:: WRITTEN EXERCISE ::
Locate each line below that contains the word "head" and copy every such line in full.

:: LISTING ::
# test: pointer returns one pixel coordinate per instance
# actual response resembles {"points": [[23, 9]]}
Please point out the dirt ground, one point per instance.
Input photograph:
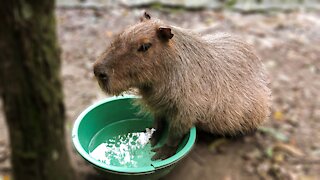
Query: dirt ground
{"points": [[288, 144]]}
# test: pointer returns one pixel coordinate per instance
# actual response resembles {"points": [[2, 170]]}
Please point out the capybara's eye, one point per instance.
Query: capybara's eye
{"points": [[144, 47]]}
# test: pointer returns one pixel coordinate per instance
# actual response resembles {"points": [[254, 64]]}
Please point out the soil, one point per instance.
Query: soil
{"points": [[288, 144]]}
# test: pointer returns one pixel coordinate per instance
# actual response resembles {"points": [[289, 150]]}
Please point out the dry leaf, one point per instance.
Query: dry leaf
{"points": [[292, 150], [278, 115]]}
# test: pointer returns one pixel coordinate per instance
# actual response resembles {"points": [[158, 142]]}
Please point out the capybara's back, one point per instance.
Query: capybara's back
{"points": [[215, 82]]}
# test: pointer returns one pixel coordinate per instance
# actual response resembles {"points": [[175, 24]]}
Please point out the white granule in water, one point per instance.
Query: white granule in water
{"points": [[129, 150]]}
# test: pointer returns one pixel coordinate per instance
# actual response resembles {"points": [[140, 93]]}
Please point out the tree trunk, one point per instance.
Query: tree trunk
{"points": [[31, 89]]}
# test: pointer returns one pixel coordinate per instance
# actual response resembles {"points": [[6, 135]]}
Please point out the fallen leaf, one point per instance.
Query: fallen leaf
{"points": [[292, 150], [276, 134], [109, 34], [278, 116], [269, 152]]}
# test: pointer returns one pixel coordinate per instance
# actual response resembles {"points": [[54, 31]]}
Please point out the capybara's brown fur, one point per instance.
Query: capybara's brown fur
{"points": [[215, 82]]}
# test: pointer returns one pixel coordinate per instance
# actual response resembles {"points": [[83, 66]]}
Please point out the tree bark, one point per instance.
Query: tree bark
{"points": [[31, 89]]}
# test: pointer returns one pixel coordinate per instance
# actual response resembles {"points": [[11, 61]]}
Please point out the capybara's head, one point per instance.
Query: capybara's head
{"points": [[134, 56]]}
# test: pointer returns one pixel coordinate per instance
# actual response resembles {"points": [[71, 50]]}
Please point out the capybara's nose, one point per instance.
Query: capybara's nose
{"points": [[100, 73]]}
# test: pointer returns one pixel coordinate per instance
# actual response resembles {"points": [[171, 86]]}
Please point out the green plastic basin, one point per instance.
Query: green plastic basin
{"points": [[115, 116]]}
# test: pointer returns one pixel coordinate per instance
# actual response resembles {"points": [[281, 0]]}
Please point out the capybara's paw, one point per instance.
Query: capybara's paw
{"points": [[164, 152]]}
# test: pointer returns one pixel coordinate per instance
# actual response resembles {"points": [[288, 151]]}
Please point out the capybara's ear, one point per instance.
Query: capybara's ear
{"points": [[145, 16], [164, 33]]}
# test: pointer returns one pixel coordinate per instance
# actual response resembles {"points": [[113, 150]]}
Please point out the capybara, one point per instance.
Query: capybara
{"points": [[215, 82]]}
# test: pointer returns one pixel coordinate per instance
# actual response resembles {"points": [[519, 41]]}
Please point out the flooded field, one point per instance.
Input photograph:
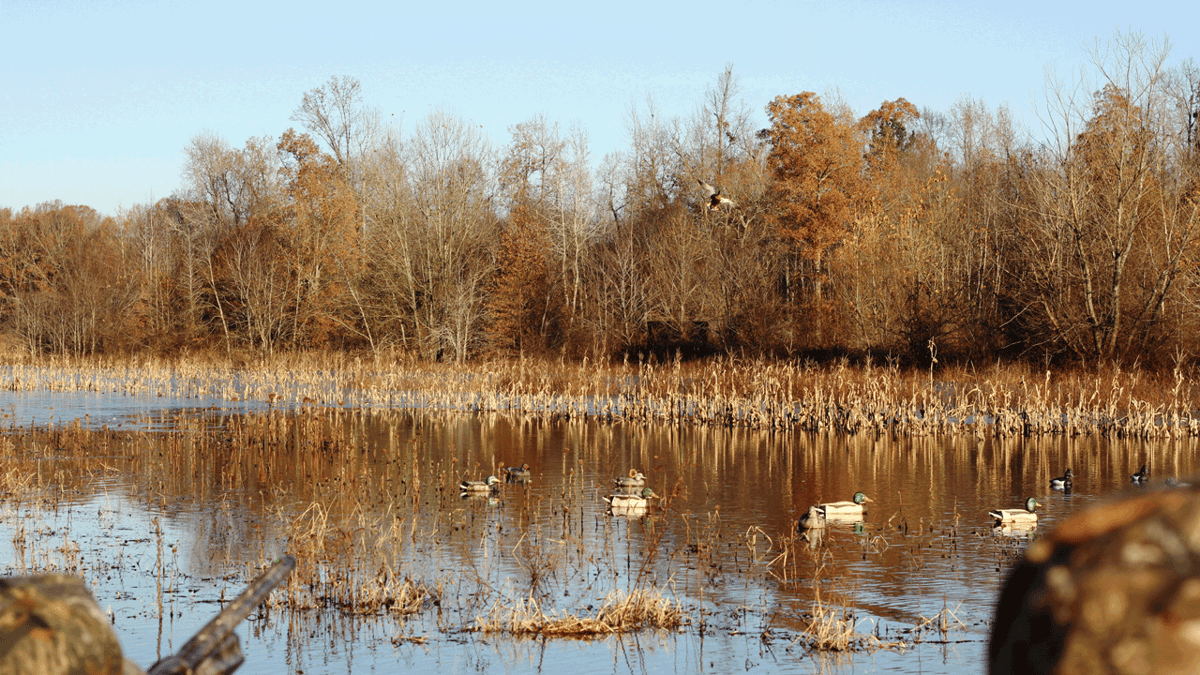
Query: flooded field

:: EXPECTED OUTPUT ::
Please point out the capybara's head, one point per instance.
Query: capybara's head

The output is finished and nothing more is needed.